*** Opening of DOCUMENT TEXT ***

The analysis recovered two most parsimonious trees with length of 18 steps, CI = 0.94, RI = 0.96, RC = 0.91. Two main clades were recovered—an edrioasterid clade including cyathocystids, rhenopyrgids, and edrioblastoids, and an isorophid clade including pyrgocystids. Bootstrap and decay index support for these clades are high, having bootstrap support of 98-99% and decay indices support of 4-5 steps (Fig. 2A). Lower, but still high support was found for the clade including rhenopyrgids, cyathocystids, and edrioblastoids with bootstrap support of 91% and a decay index of 2 steps (Fig. 2A).
Table 1.
Character matrix for the phylogenetic analysis. Character states are listed in Appendix 1.
To test whether rhynopyrgids are closely related to pyrgocystids, a second analysis was conducted that constrained topologies to those that retain rhynopyrgid Rhenopyrgus as sister taxon to the pyrgocystid Argodiscus. This analysis recovered one most parsimonious tree of length 26, CI = 0.65, RI = 0.67, RC = 0.44 (Fig. 2B). This tree is 41% longer than the most parsimonious arrangement of the taxa in the unconstrained analysis. Except for the placement of Rhenopyrgus, the trees are congruent.
Although the exact ordering of taxa within Edrioasterida cannot be determined from this analysis, likely because of large amounts of missing data in cyathocystids and edrioblastoids, these taxa are here concluded to form a clade. Guensburg and Sprinkle (1994) suggested that rhynopyrgids were closer to cyathocystids than to edrioblastoids, however, their matrix included no character support for this conclusion. Edrioasterida is diagnosed by the loss of inner floor plates, the nature of the holdfast structure, the aboral collar, and pedunculate zone. Rhenopyrgids, cyathocystids, and edrioblastoids are united by the lack of interambulacral plates, the pseudo five fold symmetry of the ambulacral system sensu Sumrall and Wray (2007) and the turreted thecal shape. These groups differ from one another primarily in the form of the pedunculate zone—organized flexible stalk in rhenopyrgids, fused cup in cyathocystids, and an elongate stem in edrioblastoids.

*** Close of DOCUMENT TEXT ***

__WHAT TO DO__:
- A) List the features that the passage on edrioasterid phylogeny says diagnose Edrioasterida.
- B) Carry on the passage on edrioasterid phylogeny, starting after its final sentence.
The records that follow are separate material and unrelated to the passage on edrioasterid phylogeny.

*** Opening of EXTRACTED DATA ***

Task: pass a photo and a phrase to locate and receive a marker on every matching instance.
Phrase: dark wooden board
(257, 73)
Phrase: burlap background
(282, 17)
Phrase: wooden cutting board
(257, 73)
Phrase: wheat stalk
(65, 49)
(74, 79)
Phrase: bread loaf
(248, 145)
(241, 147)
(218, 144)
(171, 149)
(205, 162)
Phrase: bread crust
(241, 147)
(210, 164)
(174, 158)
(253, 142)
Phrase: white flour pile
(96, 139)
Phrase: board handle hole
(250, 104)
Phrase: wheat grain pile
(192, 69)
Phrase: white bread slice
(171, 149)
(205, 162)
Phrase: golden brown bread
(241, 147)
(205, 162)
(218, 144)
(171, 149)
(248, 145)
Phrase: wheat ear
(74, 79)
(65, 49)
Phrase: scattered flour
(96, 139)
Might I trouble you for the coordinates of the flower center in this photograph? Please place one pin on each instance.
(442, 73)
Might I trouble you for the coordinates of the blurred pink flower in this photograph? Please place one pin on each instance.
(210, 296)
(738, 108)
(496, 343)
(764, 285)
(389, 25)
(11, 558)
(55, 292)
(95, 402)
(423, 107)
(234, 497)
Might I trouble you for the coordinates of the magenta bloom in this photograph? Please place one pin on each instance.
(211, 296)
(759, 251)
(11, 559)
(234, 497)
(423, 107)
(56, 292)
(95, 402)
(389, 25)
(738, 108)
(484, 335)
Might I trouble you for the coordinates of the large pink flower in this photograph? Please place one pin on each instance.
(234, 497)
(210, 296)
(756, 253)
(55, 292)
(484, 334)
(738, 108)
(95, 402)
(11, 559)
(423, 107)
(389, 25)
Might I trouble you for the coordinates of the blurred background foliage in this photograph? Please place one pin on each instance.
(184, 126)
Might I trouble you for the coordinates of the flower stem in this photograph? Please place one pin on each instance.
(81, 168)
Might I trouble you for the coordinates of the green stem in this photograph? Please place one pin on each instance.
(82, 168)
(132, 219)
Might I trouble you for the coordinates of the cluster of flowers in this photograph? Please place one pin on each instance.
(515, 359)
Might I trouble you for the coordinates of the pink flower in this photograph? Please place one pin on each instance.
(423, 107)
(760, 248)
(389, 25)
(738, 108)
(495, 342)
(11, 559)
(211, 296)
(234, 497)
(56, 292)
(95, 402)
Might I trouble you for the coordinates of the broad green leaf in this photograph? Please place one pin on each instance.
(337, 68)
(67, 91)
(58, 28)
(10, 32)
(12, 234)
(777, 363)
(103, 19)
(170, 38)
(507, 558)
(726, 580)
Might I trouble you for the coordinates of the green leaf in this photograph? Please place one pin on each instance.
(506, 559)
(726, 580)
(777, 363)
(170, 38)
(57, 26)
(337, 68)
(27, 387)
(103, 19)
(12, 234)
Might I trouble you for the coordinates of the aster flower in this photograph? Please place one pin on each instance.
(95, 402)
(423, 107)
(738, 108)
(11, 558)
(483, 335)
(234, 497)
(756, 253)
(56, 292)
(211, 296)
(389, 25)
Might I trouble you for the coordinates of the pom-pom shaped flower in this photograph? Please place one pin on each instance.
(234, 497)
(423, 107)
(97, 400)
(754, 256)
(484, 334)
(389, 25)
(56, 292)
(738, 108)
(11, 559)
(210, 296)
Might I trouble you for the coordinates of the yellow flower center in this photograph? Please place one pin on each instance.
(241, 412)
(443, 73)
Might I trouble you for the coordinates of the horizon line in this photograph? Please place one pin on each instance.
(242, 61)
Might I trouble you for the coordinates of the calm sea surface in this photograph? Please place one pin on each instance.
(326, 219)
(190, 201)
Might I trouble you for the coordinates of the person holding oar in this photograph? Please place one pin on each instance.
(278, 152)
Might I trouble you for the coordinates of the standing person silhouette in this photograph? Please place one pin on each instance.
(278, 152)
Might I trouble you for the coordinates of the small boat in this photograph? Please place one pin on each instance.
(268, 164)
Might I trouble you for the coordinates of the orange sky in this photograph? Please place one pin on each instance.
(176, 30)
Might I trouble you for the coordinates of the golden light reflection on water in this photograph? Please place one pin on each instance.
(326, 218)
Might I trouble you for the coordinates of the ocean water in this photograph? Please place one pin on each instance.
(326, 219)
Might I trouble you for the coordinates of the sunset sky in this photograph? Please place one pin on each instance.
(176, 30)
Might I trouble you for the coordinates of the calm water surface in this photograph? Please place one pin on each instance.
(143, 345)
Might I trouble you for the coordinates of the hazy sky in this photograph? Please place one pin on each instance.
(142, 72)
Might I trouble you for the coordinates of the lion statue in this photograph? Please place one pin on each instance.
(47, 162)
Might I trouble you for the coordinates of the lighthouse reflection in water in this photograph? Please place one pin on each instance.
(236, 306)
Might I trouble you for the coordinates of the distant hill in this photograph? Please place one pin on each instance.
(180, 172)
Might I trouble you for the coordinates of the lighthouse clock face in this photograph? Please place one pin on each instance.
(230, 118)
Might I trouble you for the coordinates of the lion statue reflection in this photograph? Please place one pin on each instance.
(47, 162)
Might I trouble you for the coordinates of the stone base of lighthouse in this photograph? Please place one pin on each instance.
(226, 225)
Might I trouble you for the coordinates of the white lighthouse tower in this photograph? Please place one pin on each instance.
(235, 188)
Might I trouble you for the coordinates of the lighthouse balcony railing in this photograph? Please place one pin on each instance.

*** Close of EXTRACTED DATA ***

__WRITTEN ANSWERS__:
- A)
- Loss of inner floor plates
- The nature of the holdfast structure
- The aboral collar
- The pedunculate zone

- B)
Geological setting
The Precordillera of Western Argentina is an important region for studying South American Silurian rocks sharing faunal affinities within the Malvinokaffric Realm (Sánchez et al. 1991). Silurian deposits in the Central Precordillera, are included in the Tucunuco Group (Cuerda 1969), which is divided into two units: the lower La Chilca Formation, and the upper Los Espejos Formation, both defined by Cuerda (1969). The Los Espejos Formation (Fig. 3) is composed of marine siliciclastic strata, primarily green sandstones and green siltstones, and varies in thickness from 25 m to 510 m (Cuerda 1969; Benedetto et al. 1992; Astini and Piovano 1992). These strata were deposited on a middle-distal but shallow platform and include intercalated storm deposits. Syn-sedimentary deformation structures are frequent, mainly in the middle and upper part of the formation (Astini and Maretto 1996; Peralta 1990). Brachiopods, trilobites, graptolites, tentaculites, crinoids, corals, eurypterids, nautiloids, gastropods, achritarchs, conodonts, and trace fossils are common (Cuerda 1969; Baldis and Aceñolaza 1978; Baldis et al. 1984; Aceñolaza and Peralta 1985; Brussa and Toro 1989; Ciguel and Peralta 1990; Sánchez et al. 1991; Sumrall et al. 2008). The Los Espejos Formation appears to paraconformably overlie the La Chilca Formation, whose upper sandstone beds yielded Llandoverian brachiopods and conodonts (Lehnert et al. 1999). It is overlain in apparent paraconformity by the Lower Devonian shale beds of the Talacasto Formation.
Fig. 3.
Stratigraphic column (A) for the Loma de los Piojos locality (B) of the Los Espejos Formation (modified from Rodríguez et al. 2010). Specimens of Rhenopyrgus piojoensis sp. nov. were collected near the top of the succession.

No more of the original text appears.